**Extrait du document:**
<<<<
Rapport de la minorité
Cette motion a été mise à l'ordre du jour de la commission de l'économie du 28 novembre 1994. Après un bref tour de table, la majorité a demandé un vote sur l'entrée en matière. Au vote, l'entrée en matière a été refusée par 9 voix (5L, 2 R et 2 DC) contre 6 ( 3 AdG, 1E et 2 S)
Une fois de plus, l'attitude de la majorité a empêché qu'un véritable dialogue se développe au sein de la commission de l'économie et n'a pas permis de trouver des solutions constructives; ce que la minorité de la commission regrette. En effet, nous estimons que les problèmes soulevés méritaient un traitement plus sérieux. La situation de l'économie est préoccupante, le nombre des chômeurs est élevé. Il serait souhaitable que sur un sujet de cette importance, les parlementaires recherchent des solutions permettant une amélioration réelle de l'économie et du marché de l'emploi.
La majorité de droite a donné peu d'arguments pour refuser cette motion, nous avons la désagréable impression que dans le domaine économique, la droite n'examine pas le contenu de nos propositions, mais part d'une idée toute faite : l'économie c'est l'affaire de la droite.
1. Introduction
Contrairement à la majorité de la commission, nous estimons que la situation économique ne va pas s'améliorer sans une politique économique active. Nous ne partageons pas les théories libérales pronant le laisser faire et nous ne comptons pas «sur la main invisible» pour retrouver le plein emploi et le dynamisme économique. Il est évident que Genève a des atouts dans le domaine économique, encore faut-il les mettre en évidence par des mesures actives comme celles que nous proposons dans cette motion.
>>>>
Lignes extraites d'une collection
<<<<
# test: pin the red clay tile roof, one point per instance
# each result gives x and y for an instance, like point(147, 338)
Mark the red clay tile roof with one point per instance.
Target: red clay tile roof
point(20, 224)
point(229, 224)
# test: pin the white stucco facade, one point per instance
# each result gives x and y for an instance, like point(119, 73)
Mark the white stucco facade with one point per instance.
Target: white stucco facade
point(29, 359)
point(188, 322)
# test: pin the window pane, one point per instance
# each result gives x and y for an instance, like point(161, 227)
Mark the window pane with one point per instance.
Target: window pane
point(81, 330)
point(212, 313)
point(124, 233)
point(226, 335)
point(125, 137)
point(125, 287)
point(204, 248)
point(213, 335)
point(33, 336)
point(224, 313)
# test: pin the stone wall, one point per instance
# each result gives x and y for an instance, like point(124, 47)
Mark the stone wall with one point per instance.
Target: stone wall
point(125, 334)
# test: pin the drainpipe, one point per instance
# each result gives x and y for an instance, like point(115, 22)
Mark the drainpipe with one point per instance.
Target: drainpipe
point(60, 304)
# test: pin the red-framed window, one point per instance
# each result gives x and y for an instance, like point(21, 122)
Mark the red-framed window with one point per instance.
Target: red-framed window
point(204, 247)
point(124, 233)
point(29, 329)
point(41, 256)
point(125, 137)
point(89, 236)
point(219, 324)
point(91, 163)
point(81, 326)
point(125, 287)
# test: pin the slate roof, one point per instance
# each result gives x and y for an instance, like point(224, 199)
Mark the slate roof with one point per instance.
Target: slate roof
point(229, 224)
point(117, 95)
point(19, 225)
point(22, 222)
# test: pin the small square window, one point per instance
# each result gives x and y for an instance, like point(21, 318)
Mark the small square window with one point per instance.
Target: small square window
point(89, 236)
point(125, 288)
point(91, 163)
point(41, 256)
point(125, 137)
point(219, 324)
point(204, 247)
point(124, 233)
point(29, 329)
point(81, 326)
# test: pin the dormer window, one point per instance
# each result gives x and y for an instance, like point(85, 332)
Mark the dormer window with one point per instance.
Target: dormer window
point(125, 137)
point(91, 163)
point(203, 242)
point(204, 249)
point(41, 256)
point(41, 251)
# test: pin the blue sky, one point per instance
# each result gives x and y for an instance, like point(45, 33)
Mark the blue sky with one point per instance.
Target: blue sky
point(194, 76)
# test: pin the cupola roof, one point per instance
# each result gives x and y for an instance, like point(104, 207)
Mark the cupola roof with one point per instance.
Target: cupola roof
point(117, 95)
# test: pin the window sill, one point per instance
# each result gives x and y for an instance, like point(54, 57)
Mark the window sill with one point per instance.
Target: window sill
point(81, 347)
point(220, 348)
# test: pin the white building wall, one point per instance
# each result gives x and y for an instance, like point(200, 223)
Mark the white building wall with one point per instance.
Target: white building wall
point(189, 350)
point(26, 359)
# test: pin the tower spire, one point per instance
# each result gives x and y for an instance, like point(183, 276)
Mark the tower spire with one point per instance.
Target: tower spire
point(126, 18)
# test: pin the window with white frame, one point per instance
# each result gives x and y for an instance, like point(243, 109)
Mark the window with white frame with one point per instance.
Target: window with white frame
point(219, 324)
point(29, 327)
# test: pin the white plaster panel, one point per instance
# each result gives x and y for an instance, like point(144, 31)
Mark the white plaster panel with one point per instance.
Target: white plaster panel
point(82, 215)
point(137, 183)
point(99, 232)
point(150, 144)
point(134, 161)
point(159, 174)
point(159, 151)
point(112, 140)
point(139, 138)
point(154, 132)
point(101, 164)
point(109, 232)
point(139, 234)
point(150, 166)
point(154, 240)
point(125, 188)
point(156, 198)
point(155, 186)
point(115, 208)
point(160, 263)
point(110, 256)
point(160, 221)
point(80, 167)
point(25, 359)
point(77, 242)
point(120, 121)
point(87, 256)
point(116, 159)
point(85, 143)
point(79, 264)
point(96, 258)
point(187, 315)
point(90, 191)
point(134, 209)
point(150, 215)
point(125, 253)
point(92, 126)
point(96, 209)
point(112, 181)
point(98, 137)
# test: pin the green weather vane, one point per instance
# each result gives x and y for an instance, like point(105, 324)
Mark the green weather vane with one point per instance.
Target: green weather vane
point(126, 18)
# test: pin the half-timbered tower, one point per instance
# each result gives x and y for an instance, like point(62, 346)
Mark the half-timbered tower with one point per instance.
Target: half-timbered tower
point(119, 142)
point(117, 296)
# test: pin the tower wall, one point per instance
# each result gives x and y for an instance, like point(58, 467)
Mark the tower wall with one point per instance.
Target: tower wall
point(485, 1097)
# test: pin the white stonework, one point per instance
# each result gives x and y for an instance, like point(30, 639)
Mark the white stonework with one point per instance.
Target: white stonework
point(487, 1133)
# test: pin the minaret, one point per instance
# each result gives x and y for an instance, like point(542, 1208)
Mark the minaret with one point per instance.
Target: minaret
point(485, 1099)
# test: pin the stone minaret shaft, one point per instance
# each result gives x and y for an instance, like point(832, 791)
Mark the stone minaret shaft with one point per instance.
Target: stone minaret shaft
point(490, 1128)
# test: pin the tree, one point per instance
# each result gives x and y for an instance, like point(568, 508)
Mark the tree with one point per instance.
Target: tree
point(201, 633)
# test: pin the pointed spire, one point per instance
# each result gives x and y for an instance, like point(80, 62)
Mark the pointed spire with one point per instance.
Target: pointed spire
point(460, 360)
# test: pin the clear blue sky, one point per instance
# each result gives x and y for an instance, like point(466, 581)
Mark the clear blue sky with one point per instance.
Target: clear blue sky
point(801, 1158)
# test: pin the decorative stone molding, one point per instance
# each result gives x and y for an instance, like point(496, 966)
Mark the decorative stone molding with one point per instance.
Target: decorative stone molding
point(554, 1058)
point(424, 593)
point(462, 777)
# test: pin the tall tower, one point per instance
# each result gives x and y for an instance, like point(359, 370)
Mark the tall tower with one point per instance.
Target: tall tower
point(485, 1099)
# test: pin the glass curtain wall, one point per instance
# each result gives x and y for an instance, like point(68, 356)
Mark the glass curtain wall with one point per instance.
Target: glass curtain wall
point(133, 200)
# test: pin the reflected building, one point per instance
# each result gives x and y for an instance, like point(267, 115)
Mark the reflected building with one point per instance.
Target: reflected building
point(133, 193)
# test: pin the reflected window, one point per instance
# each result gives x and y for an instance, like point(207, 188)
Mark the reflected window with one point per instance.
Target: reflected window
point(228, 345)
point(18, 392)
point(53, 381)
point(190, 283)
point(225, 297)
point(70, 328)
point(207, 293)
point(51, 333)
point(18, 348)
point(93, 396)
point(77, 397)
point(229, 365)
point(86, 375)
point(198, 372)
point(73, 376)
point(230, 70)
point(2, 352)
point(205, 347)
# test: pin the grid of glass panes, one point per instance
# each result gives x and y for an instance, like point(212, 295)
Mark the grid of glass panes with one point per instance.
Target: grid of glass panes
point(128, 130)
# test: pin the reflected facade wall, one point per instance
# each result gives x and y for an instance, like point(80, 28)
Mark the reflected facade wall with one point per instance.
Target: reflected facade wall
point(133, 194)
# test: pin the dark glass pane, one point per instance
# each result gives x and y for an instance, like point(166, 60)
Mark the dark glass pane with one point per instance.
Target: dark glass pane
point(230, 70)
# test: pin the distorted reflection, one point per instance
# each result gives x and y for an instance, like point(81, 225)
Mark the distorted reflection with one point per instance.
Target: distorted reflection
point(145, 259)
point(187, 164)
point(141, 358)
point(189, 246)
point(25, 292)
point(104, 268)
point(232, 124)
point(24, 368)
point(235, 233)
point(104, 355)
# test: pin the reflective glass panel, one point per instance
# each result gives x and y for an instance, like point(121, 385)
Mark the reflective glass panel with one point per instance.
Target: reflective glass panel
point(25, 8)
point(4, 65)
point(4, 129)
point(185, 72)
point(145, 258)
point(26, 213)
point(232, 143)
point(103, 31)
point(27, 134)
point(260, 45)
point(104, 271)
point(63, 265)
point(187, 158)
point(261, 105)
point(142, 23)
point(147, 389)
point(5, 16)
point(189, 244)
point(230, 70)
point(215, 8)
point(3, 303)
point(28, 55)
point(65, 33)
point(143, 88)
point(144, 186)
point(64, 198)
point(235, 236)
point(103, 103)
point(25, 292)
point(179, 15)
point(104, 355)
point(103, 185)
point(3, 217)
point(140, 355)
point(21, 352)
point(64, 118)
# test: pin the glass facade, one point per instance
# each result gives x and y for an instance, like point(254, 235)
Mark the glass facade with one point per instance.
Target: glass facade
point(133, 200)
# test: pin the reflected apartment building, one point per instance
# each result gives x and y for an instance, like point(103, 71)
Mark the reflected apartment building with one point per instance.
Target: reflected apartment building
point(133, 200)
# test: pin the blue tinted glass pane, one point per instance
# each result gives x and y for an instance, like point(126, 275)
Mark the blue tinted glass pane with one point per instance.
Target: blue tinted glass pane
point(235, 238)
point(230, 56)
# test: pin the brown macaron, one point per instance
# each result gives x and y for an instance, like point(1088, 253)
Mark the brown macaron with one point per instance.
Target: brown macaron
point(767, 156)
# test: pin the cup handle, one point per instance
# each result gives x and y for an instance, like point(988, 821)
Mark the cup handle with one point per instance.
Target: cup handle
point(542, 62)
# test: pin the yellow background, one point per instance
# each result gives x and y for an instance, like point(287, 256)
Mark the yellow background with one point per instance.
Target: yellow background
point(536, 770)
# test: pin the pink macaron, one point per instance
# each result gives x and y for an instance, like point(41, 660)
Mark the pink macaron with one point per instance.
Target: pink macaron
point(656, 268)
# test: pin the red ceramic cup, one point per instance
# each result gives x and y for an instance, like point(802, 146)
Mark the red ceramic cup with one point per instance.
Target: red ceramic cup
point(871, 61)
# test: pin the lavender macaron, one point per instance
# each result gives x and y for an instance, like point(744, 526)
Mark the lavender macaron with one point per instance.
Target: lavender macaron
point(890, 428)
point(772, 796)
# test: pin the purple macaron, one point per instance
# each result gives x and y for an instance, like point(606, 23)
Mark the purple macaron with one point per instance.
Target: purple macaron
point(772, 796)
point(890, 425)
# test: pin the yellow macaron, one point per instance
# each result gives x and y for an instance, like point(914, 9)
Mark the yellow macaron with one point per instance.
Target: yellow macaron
>>>>
**Consigne:**
Relevez dans le rapport de la minorité tous les sigles de groupes cités dans le résultat du vote sur l'entrée en matière. Donnez pour chacun le nombre de voix indiqué.

**Corrigé:**
L : 5 voix
R : 2 voix
DC : 2 voix
AdG : 3 voix
E : 1 voix
S : 2 voix